CONSIGNE 1: Dans le texte source, réécrivez plus brièvement le paragraphe qui commence par « Fruit d’un programme » en conservant ses faits essentiels.

Agenda Culturel numero 418 du 2 au 15 mai 2012

Fruit d’un programme de ’drama thérapie’ mis en place dans une prison pour femmes, la pièce de théâtre, inspirée de l’histoire des détenue,s interroge sur leurs conditions de vie, et plus largement sur la place de la femme dans une société patriarcale, et redonne, aussi, un espoir sur la réinsertion des condamnées. Ouvert au public du 18 avril au 12 mai, entre les murs.

Appuyée sur le bord de la fenêtre, une jeune femme brune regarde la lumière qui vient de l’extérieur, de derrière les barreaux. Elle scrute les voitures qui passent dans la rue. ’’J’ai toujours rêvé d’apprendre à conduire, récite-t-elle. Mais je suis entrée ici à 18 ans et, depuis, le trajet le plus long que j’aie pu faire, c’est aller de mon lit jusqu’aux toilettes. Et les toilettes sont dans la chambre’’.

DONNÉES EXTRAITES:
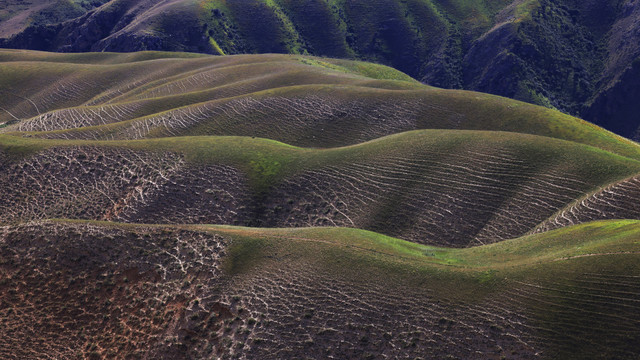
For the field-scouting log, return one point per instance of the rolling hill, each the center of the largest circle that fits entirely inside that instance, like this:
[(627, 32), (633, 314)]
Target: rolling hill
[(577, 56), (178, 205)]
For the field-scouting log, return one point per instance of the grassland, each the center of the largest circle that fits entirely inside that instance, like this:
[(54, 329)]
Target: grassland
[(288, 206), (228, 291)]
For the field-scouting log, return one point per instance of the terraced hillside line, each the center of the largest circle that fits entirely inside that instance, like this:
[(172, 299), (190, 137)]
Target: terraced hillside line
[(72, 291), (432, 187), (298, 100), (150, 291), (107, 184), (303, 310), (446, 200), (615, 201)]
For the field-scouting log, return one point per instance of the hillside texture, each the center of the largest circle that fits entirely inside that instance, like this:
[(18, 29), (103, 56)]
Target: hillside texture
[(580, 57), (162, 205)]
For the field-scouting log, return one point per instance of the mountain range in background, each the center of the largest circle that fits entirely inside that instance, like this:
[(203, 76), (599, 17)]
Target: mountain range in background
[(165, 205), (580, 57)]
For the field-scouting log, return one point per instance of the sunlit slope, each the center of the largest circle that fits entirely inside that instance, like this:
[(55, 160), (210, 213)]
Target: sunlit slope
[(303, 101), (448, 187), (208, 291)]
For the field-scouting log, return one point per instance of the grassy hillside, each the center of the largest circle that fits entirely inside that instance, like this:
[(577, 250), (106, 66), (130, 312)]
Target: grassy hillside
[(304, 101), (202, 291), (288, 206), (416, 185), (576, 56)]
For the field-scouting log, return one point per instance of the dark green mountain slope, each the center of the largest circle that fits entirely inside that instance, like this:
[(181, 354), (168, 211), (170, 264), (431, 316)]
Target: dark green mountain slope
[(568, 54)]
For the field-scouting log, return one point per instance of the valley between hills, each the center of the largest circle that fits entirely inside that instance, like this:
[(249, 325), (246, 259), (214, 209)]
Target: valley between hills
[(159, 205)]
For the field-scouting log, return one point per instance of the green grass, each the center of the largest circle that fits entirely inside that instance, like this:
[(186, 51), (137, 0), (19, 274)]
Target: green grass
[(593, 240), (287, 76), (268, 161)]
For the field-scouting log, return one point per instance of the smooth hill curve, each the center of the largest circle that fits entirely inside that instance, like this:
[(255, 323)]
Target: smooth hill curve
[(446, 187), (180, 292), (618, 200), (305, 101)]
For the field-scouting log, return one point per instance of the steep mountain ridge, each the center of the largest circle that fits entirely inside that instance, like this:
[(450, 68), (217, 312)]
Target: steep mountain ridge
[(155, 159), (575, 56)]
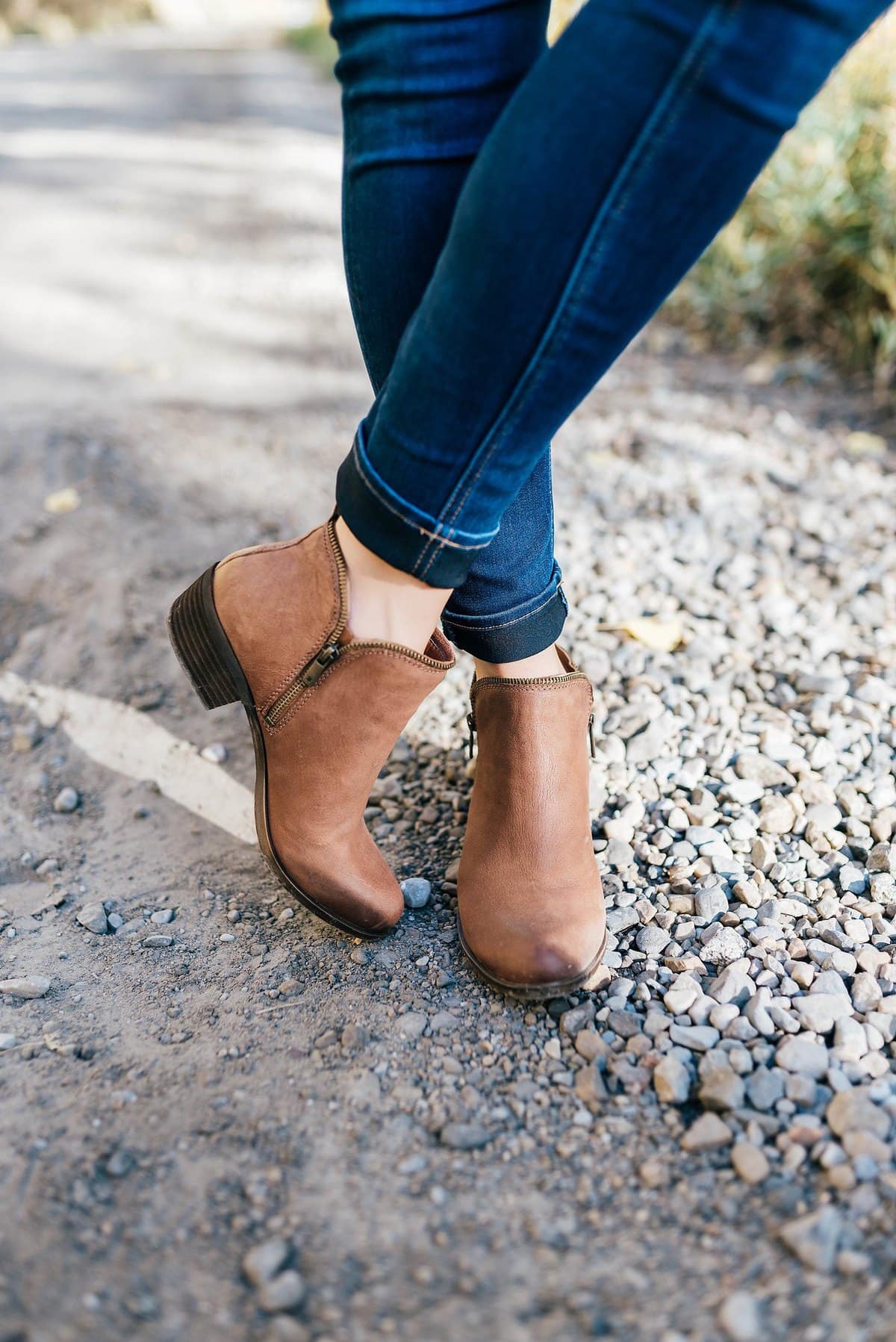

CONSIGNE 2: Recopiez mot pour mot les lignes des entrées, en commençant par celle qui contient « of the terraced » et en vous arrêtant après celle qui contient « 200), (615, 201)] ».

RÉPONSE COMPLÈTE 1: Issue d’un programme de « drama thérapie » mené dans une prison pour femmes, cette pièce s’inspire de l’histoire des détenues. Elle interroge leurs conditions de vie et la place de la femme dans une société patriarcale, tout en redonnant espoir quant à la réinsertion des condamnées. Elle est ouverte au public du 18 avril au 12 mai, entre les murs.

RÉPONSE COMPLÈTE 2:
For the field-scouting log, return one point per instance of the terraced hillside line, each the center of the largest circle that fits entirely inside that instance, like this:
[(172, 299), (190, 137)]
Target: terraced hillside line
[(72, 291), (432, 187), (298, 100), (150, 291), (107, 184), (303, 310), (446, 200), (615, 201)]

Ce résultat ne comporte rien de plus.